** 节选段落 **
((

这里说的单帧数据可以是单张图片或者nuScenes格式的6张环视图片,之所以说一帧,是对应点云的概念,实际做3D目标检测尤其是雷视融合推理时一般都是以点云帧的频率为时间单位进行推理(在获取一帧点云的同时获取一张或多张图片(取决于有几个摄像头),前融合的话是将点云和图像的数据做数据融合后输入模型或直接输入模型由模型内部抽取特征做特征融合,后融合的话是将点云和图像分别输入不同的模型推理,再对模型各自的结果进行融合处理)。

上面的代码由于是以DETR3D官方代码为基础的,所以和mmdetection3D后来集成DETR3D的实现代码不同,对比两者代码可以发现,mmdetection3D将DETR3D官方代码里的一些数据预处理环节的实现代码都移走了,在模型内部单独提供了一个Det3DDataPreprocessor类来进行一些公共处理,总体的配置文件和实现思路还是比较类似,毕竟DETR3D官方是在mmdetection3D的早期版本基础上开发的,例如两者的detr3d_r101_gridmask.py配置文件里面有些配置不同,但是思路是相似的:

mmdetection3d/projects/DETR3D/configs/detr3d_r101_gridmask.py

model = dict(
    type='DETR3D',
    use_grid_mask=True,
    data_preprocessor=dict(
        type='Det3DDataPreprocessor', **img_norm_cfg, pad_size_divisor=32),
    img_backbone=dict(
        type='mmdet.ResNet',
        depth=101,
        num_stages=4,
        out_indices=(0, 1, 2, 3),
        frozen_stages=1,
        norm_cfg=dict(type='BN2d', requires_grad=False),
        norm_eval=True,
        style='caffe',
        dcn=dict(type='DCNv2', deform_groups=1, fallback_on_stride=False),
        stage_with_dcn=(False, False, True, True)),
    img_neck=dict(
        type='mmdet.FPN',
        in_channels=[256, 512, 1024, 2048],
        out_channels=256,
        start_level=1,
        add_extra_convs='on_output',
        num_outs=4,
        relu_before_extra_convs=True),
    pts_bbox_head=dict(
        type='DETR3DHead',
        num_query=900,
        num_classes=10,
        in_channels=256,
        sync_cls_avg_factor=True,
        with_box_refine=True,
        as_two_stage=False,
        transformer=dict(
            type='Detr3DTransformer',
            decoder=dict(
                type='Detr3DTransformerDecoder',
                num_layers=6,
                return_intermediate=True,
                transformerlayers=dict(
                    type='mmdet.DetrTransformerDecoderLayer',
                    attn_cfgs=[
                        dict(
                            type='MultiheadAttention',  # mmcv.

))

** 练习要求 **
- A) 根据节选段落回答:
(i) 实际做3D目标检测尤其是雷视融合推理时,一般以什么的频率为时间单位进行推理?
(ii) mmdetection3D 在模型内部单独提供了哪个类来进行一些公共处理?
(iii) 配置中 pts_bbox_head 的 num_query 设为多少?
- B) 按照节选段落的说法,DETR3D 官方代码与 mmdetection3D 集成的实现虽有不同,为什么两者的配置文件和实现思路仍比较类似?
- C) 从节选段落中提取以“这里说的单帧数据可以是单张图”开头、以“型各自的结果进行融合处理)。”结尾的那部分原文,一字不改。

基于点的标注数据:
((

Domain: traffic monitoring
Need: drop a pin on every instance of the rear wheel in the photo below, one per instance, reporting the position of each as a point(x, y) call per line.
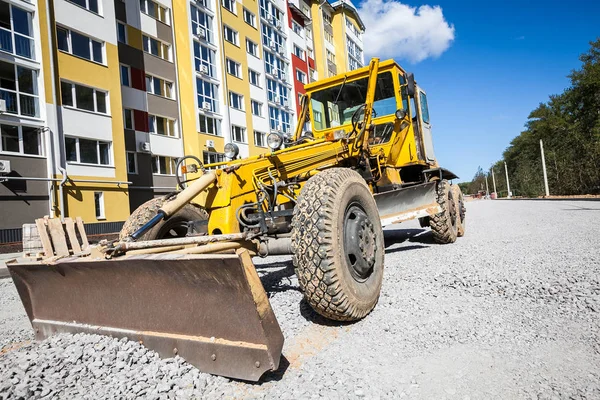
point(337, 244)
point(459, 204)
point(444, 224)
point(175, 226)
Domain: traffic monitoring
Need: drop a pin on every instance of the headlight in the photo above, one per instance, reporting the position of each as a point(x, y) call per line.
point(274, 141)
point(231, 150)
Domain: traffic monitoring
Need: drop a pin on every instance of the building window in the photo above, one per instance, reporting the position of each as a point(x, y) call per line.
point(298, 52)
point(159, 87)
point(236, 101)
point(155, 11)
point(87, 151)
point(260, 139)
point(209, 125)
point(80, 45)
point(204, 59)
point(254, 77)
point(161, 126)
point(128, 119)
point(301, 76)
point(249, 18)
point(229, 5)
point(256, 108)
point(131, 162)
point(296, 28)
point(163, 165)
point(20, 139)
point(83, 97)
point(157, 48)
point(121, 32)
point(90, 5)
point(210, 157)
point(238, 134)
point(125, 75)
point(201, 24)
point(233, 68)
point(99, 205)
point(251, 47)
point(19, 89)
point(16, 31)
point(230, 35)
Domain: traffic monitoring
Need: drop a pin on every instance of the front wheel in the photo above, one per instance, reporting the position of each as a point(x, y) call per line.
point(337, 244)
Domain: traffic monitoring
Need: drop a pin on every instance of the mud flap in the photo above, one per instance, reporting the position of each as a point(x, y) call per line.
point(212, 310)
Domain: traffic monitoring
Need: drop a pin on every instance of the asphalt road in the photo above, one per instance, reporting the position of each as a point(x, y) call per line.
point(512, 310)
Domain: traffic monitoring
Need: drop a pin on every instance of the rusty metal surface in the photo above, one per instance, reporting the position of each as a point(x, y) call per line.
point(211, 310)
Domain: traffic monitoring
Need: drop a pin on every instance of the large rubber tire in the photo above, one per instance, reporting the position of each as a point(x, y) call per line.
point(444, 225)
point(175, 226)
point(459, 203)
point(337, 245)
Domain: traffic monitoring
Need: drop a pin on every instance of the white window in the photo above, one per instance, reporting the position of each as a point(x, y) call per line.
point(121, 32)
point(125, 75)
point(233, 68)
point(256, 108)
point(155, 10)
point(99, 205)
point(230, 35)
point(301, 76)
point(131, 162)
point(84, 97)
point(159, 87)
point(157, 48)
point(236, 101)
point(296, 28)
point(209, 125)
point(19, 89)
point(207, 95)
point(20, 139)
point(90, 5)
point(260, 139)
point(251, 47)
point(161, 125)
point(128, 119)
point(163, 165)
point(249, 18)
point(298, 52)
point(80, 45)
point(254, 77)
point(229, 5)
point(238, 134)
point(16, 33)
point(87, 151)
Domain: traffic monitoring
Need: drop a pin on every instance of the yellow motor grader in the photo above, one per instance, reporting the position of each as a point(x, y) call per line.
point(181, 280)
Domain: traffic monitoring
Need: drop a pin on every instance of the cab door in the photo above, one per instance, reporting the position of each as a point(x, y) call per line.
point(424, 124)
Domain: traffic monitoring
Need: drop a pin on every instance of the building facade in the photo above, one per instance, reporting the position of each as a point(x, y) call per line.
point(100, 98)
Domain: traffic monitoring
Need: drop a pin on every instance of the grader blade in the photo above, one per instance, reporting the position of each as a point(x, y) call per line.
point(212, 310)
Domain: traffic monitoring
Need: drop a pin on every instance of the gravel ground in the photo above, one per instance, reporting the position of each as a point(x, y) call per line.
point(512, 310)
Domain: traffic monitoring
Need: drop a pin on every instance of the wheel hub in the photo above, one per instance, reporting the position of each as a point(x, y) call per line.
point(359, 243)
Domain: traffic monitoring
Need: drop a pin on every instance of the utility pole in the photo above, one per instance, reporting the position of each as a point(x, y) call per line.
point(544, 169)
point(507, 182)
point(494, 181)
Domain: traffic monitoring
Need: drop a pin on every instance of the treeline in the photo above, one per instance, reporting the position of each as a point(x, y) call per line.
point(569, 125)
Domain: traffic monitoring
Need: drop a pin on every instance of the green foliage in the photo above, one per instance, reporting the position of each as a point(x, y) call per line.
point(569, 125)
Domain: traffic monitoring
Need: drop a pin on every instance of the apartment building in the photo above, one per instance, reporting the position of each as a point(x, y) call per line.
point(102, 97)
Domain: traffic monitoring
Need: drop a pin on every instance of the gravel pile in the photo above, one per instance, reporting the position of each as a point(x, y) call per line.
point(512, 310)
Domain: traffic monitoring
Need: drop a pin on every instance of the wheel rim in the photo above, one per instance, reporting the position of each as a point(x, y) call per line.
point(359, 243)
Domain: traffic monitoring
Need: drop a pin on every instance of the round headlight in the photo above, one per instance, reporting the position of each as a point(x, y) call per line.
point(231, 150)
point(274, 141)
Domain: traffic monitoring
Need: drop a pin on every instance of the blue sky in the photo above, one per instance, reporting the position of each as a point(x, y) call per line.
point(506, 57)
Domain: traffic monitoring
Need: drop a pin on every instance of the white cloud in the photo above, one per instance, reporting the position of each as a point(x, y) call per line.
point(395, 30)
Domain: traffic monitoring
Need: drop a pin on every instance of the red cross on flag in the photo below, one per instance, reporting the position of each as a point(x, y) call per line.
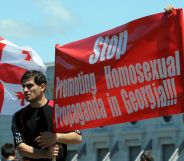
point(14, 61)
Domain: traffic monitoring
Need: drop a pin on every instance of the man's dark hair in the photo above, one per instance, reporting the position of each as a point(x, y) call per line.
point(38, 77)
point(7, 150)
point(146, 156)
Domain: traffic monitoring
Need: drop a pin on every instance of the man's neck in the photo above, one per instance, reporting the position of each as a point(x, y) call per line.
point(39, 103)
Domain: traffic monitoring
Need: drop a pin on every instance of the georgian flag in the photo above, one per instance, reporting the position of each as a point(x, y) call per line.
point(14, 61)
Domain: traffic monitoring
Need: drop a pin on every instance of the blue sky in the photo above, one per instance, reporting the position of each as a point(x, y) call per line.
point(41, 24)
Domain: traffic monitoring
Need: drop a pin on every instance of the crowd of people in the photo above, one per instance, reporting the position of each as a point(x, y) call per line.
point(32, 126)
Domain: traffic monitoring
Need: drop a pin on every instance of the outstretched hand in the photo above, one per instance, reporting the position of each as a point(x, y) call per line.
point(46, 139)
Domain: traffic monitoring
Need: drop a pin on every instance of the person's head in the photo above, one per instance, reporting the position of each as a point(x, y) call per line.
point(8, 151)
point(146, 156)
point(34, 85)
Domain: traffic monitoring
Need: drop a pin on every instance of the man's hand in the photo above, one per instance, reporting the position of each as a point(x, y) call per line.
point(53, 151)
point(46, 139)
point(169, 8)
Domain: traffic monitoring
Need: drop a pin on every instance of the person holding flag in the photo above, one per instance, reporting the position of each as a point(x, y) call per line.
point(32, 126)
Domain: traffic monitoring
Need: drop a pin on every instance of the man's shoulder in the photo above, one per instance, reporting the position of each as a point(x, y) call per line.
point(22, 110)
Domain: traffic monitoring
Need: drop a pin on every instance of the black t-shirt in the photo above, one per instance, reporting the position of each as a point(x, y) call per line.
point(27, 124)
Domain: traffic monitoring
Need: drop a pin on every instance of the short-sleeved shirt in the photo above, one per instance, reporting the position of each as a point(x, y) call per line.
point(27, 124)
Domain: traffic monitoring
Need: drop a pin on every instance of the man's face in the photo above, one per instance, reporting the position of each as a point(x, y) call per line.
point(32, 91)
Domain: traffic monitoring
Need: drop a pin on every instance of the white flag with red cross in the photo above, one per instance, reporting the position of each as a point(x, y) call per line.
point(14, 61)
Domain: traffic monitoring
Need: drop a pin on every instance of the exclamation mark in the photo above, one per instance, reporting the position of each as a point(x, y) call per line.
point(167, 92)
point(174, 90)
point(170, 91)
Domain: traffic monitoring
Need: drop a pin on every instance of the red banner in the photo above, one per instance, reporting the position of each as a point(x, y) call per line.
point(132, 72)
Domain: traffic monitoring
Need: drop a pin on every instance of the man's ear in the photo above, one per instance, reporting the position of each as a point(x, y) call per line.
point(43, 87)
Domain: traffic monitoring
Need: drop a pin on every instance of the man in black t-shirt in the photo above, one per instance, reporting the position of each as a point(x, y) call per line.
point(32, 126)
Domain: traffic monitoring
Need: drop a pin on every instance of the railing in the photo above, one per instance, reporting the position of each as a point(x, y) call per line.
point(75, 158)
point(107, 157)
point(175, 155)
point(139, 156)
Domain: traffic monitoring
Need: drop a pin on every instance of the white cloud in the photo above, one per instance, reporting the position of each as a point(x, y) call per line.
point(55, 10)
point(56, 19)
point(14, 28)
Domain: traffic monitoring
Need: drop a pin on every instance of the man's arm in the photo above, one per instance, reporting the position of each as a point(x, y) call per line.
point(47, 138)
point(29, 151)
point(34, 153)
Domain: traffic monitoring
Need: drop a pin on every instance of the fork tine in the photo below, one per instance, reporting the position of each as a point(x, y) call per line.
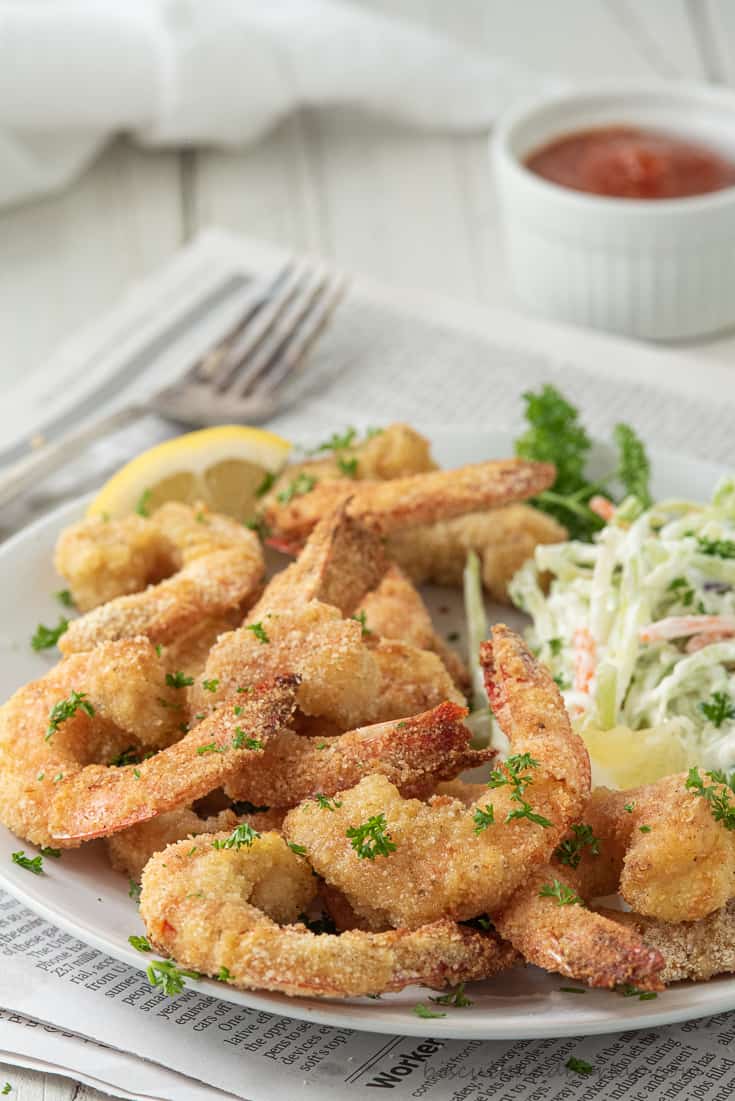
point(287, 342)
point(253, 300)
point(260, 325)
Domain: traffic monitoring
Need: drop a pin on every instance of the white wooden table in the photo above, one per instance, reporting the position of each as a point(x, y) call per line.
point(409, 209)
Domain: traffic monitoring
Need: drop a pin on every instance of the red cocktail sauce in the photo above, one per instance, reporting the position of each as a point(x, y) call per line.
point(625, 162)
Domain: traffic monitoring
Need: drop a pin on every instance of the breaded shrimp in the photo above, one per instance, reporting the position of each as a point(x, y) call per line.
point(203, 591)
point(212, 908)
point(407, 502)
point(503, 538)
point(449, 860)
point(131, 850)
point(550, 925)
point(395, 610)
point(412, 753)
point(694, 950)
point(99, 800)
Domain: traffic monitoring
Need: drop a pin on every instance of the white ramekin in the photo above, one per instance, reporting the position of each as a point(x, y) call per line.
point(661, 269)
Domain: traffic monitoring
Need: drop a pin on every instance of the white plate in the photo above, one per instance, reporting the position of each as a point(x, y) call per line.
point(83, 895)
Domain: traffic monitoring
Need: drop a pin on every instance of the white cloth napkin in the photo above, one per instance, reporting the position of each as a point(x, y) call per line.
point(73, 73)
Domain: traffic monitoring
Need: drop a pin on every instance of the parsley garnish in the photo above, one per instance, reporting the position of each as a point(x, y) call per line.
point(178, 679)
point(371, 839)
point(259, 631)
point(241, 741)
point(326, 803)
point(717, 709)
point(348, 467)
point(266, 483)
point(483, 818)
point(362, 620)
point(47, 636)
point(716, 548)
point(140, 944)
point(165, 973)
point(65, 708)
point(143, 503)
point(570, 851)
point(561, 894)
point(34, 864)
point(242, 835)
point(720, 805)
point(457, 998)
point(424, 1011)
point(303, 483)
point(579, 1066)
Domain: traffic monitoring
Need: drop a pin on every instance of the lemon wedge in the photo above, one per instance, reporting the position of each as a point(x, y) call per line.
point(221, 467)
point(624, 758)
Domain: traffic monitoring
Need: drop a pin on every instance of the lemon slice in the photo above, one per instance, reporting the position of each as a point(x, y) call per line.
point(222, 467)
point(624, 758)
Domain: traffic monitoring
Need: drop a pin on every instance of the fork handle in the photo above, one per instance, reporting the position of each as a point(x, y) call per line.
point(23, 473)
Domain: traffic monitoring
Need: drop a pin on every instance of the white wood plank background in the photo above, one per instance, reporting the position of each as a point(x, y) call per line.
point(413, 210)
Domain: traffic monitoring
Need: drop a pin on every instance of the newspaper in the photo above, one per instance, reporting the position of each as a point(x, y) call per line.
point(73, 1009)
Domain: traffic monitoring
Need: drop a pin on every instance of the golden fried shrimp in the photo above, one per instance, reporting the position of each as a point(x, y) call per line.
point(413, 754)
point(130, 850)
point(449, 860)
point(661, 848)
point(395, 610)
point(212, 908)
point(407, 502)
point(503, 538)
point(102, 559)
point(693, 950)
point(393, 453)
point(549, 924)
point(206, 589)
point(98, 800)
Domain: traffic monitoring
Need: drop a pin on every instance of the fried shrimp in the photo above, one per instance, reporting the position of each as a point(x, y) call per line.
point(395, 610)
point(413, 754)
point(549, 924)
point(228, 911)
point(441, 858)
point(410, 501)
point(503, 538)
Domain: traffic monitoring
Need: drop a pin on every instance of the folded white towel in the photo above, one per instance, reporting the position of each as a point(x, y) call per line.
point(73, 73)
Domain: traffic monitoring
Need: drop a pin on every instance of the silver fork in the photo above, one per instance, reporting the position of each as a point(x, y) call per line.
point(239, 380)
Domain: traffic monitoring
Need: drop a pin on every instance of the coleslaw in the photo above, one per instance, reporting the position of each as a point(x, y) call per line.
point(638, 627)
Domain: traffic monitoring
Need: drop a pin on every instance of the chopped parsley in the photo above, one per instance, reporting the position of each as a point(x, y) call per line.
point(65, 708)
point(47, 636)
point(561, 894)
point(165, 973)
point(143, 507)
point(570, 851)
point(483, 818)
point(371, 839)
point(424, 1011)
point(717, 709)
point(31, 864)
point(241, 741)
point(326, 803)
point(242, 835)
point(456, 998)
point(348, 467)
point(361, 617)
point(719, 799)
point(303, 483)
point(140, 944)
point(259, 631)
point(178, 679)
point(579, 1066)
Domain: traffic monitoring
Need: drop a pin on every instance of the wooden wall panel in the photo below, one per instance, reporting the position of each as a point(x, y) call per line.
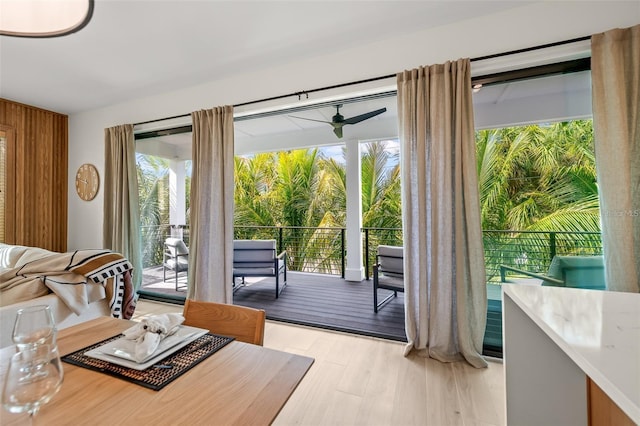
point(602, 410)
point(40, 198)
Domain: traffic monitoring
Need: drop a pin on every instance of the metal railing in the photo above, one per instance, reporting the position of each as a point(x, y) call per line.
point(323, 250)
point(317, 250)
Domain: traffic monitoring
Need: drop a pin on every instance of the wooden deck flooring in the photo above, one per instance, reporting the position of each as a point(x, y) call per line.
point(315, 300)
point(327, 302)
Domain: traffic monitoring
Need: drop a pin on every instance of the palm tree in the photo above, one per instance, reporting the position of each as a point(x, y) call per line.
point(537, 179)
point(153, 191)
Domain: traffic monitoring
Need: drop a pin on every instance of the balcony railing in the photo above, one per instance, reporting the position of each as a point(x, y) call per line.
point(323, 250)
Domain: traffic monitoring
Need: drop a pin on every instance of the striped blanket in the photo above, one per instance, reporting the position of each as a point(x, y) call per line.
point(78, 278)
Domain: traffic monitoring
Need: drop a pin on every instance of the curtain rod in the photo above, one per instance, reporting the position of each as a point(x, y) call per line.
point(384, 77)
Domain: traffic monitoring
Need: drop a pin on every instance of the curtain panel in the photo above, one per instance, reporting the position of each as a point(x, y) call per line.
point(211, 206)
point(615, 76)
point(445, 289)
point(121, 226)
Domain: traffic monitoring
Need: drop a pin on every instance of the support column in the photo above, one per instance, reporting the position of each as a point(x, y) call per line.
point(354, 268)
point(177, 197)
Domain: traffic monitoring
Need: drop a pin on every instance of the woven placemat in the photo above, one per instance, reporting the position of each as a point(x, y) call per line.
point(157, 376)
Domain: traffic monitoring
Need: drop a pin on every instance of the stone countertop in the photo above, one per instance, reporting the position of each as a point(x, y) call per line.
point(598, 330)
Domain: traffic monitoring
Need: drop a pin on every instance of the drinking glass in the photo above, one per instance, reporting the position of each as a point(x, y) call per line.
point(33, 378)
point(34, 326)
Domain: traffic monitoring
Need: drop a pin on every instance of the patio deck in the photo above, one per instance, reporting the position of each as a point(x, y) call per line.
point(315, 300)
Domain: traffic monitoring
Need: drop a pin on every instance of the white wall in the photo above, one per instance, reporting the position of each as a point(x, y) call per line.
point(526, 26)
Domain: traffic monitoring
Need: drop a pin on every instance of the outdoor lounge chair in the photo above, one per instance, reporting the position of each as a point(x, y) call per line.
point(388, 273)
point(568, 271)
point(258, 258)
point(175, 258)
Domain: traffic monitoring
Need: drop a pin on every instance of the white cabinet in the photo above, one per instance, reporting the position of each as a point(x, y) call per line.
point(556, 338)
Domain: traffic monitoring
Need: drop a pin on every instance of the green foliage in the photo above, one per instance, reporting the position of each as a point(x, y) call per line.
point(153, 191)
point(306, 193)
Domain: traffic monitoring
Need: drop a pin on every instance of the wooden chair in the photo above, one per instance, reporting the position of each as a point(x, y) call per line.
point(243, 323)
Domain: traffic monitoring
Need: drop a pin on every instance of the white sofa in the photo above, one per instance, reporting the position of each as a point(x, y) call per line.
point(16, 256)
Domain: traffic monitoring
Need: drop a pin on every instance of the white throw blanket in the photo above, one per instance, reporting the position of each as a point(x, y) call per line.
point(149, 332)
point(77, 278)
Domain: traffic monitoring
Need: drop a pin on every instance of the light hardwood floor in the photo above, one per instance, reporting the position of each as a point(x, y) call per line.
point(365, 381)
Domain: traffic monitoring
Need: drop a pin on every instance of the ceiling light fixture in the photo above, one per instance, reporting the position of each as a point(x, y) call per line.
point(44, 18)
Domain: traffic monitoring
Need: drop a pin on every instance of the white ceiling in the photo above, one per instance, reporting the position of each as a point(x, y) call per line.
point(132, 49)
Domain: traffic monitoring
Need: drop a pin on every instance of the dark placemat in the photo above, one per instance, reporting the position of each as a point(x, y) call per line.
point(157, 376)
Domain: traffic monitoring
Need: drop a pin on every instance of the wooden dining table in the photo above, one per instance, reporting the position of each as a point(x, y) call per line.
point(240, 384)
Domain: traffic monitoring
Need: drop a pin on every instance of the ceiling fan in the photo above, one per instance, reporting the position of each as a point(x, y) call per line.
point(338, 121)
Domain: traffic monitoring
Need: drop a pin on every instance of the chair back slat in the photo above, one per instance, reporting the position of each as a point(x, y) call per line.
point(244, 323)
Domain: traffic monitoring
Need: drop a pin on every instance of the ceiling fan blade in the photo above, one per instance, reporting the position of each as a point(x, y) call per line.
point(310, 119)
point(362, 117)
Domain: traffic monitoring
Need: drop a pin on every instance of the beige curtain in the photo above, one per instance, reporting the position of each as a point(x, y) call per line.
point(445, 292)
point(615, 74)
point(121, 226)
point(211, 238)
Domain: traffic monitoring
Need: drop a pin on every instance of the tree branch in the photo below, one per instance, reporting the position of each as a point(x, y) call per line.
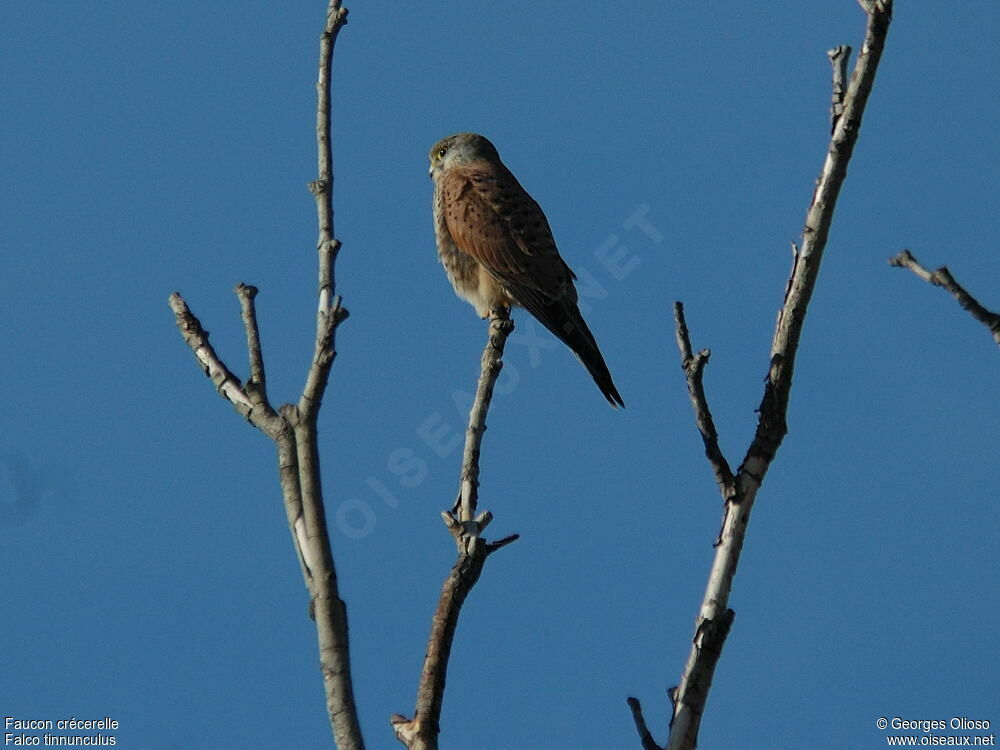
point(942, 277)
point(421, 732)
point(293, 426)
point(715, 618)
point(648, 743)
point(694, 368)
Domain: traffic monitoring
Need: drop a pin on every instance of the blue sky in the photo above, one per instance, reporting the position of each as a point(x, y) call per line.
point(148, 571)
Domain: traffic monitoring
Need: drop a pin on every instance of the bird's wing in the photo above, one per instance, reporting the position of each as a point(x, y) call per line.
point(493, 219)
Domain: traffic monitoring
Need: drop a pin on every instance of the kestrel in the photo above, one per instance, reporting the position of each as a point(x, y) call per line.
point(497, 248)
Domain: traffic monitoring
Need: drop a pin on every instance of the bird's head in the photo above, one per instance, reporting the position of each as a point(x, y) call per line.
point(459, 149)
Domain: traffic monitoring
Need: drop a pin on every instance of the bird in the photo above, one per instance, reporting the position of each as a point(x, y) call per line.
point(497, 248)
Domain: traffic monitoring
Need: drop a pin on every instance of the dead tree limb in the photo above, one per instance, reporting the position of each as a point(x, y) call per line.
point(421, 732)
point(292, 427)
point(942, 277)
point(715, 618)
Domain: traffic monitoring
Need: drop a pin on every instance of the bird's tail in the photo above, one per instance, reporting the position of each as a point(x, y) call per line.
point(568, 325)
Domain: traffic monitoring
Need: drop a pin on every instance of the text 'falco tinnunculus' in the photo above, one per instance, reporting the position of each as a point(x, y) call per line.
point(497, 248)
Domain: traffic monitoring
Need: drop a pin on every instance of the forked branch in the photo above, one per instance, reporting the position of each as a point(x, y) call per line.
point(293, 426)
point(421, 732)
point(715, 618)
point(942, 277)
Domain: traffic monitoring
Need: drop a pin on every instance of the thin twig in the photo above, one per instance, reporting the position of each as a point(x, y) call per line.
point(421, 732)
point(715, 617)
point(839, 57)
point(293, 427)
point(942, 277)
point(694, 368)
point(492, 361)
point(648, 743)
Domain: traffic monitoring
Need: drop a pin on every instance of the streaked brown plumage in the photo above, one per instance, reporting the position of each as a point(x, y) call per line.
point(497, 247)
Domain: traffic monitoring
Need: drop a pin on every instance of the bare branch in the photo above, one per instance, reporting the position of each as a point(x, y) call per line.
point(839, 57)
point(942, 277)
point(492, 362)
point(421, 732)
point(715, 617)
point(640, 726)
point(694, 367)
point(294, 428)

))

** 书面回答 **
- A)
(i) 以点云帧的频率为时间单位。
(ii) Det3DDataPreprocessor 类。
(iii) 900。

- B) 因为 DETR3D 官方是在 mmdetection3D 的早期版本基础上开发的。所以即使两者的 detr3d_r101_gridmask.py 配置文件里有些配置不同,思路仍是相似的。

- C)
这里说的单帧数据可以是单张图片或者nuScenes格式的6张环视图片,之所以说一帧,是对应点云的概念,实际做3D目标检测尤其是雷视融合推理时一般都是以点云帧的频率为时间单位进行推理(在获取一帧点云的同时获取一张或多张图片(取决于有几个摄像头),前融合的话是将点云和图像的数据做数据融合后输入模型或直接输入模型由模型内部抽取特征做特征融合,后融合的话是将点云和图像分别输入不同的模型推理,再对模型各自的结果进行融合处理)。